* [EXERCISE 1] List every line in the records below that contains the word "rock".

* [TEXT EXCERPT]
════
Saving, loading and logging¶

In this section, you will find the information you need to log data with TensorBoard or Weights & Biases and to save and load checkpoints and memories to and from persistent storage.

TensorBoard integration¶

TensorBoard is used for tracking and visualizing metrics and scalars (coefficients, losses, etc.). The tracking and writing of metrics and scalars is the responsibility of the agents (can be customized independently for each agent using its configuration).

Configuration¶

Each agent offers the following parameters under the experiment key:

ExperimentCfg(
    directory="",  # experiment's parent directory
    experiment_name="",  # experiment name
    write_interval="auto",  # TensorBoard writing interval (timesteps)
    checkpoint_interval="auto",  # interval for checkpoints (timesteps)
    store_separately=False,  # whether to store checkpoints separately
    wandb=False,  # whether to use Weights & Biases
    wandb_kwargs={},  # Weights & Biases arguments
)

directory: directory path where the data generated by the experiments (a subdirectory) are stored. If no value is set, the runs folder (inside the current working directory) will be used (and created if it does not exist).
experiment_name: name of the experiment (subdirectory). If no value is set, it will be the current date and time and the agent’s name (e.g. 22-01-09_22-48-49-816281_DDPG).
write_interval: interval for writing metrics and values to TensorBoard. A value equal to or less than 0 disables tracking and writing to TensorBoard. If set to "auto" (default value), the interval will be defined to collect 100 samples throughout training/evaluation (timesteps / 100).
════
Items stored in a collection
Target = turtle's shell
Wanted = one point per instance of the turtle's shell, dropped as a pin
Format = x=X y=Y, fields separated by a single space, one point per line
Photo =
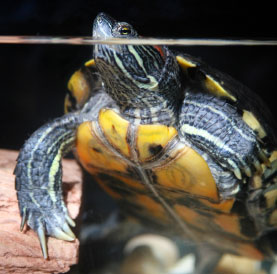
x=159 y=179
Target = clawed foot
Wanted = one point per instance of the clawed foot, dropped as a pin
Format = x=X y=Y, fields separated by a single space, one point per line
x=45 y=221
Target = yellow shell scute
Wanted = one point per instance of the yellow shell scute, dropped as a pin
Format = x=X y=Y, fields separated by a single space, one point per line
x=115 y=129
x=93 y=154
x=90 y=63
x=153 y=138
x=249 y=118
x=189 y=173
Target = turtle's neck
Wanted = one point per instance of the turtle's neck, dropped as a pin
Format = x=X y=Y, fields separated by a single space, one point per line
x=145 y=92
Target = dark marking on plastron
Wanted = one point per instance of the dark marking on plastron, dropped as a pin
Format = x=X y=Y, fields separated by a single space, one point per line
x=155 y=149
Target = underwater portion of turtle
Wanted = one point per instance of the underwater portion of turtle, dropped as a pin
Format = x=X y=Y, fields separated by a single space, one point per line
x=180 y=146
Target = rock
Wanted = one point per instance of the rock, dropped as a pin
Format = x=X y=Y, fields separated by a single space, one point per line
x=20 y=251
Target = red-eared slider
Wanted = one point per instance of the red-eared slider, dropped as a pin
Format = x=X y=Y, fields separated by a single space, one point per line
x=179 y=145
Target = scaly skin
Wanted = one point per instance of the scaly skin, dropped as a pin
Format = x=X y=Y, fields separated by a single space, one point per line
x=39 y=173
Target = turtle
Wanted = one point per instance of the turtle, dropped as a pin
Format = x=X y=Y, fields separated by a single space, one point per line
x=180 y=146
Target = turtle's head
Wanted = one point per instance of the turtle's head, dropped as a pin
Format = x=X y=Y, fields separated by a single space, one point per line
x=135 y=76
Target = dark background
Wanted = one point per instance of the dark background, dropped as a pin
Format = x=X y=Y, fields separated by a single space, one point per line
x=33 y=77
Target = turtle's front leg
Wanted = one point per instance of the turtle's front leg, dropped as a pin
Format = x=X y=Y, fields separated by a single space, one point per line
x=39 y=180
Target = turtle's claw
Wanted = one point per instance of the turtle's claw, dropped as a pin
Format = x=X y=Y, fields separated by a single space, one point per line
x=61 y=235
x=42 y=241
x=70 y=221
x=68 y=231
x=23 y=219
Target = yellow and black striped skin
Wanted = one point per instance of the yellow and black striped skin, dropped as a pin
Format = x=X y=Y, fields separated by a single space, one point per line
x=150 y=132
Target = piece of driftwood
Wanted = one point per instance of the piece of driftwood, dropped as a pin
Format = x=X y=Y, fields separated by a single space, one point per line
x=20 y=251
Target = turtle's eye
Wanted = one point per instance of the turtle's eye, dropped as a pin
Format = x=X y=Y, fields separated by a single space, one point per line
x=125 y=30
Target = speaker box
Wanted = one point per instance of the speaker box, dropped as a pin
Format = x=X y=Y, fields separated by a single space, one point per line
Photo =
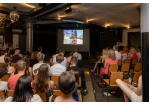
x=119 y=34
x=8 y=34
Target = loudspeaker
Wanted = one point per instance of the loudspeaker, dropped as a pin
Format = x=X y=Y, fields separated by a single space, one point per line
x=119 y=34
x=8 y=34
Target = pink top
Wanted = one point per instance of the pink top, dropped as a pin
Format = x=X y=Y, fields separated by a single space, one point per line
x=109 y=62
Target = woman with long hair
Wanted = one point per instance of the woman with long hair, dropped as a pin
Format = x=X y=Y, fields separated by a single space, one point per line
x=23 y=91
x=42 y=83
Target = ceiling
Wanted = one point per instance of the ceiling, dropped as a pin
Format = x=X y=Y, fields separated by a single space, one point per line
════
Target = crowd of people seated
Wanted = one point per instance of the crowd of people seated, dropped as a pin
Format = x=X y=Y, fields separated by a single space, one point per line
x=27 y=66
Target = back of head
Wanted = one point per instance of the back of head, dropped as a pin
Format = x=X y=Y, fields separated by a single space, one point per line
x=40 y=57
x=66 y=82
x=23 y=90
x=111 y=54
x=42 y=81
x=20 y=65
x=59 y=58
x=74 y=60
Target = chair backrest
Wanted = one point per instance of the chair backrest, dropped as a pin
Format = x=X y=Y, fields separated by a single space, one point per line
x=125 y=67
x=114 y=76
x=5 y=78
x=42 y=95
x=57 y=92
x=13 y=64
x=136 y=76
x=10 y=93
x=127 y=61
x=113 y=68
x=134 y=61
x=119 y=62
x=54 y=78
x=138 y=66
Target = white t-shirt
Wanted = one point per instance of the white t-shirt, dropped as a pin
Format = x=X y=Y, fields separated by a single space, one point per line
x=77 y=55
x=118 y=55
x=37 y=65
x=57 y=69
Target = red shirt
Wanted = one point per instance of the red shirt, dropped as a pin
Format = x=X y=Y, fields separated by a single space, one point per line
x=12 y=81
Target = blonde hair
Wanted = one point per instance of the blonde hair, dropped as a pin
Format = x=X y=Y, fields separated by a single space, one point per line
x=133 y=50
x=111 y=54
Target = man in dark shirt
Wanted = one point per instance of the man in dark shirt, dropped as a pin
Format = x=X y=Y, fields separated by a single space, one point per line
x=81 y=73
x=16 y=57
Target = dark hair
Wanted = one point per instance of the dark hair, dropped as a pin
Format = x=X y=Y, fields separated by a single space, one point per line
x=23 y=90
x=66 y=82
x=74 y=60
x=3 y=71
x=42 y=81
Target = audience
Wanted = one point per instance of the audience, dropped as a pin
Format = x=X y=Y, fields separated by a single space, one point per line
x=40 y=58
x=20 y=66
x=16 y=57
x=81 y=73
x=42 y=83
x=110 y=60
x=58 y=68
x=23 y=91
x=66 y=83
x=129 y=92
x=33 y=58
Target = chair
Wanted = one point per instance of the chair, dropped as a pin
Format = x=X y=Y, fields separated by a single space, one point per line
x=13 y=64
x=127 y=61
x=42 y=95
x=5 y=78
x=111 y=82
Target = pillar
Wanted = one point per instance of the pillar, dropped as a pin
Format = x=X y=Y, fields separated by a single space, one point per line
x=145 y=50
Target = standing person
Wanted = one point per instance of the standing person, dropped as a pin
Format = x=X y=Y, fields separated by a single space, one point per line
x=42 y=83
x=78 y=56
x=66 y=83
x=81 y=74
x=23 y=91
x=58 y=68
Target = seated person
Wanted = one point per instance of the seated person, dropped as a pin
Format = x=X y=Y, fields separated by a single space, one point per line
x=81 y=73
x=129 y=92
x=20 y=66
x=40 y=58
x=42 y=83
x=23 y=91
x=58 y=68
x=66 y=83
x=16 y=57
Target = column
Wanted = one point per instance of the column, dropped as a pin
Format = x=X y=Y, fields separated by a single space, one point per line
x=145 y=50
════
* [EXERCISE 2] Set down, word for word, the stretch of the logging documentation above that runs from "directory: directory path" through "(timesteps / 100).".

* [EXERCISE OUTPUT 1]
Target = rock
Wanted = one point per instance of the rock, dropped as a pin

* [EXERCISE OUTPUT 2]
directory: directory path where the data generated by the experiments (a subdirectory) are stored. If no value is set, the runs folder (inside the current working directory) will be used (and created if it does not exist).
experiment_name: name of the experiment (subdirectory). If no value is set, it will be the current date and time and the agent’s name (e.g. 22-01-09_22-48-49-816281_DDPG).
write_interval: interval for writing metrics and values to TensorBoard. A value equal to or less than 0 disables tracking and writing to TensorBoard. If set to "auto" (default value), the interval will be defined to collect 100 samples throughout training/evaluation (timesteps / 100).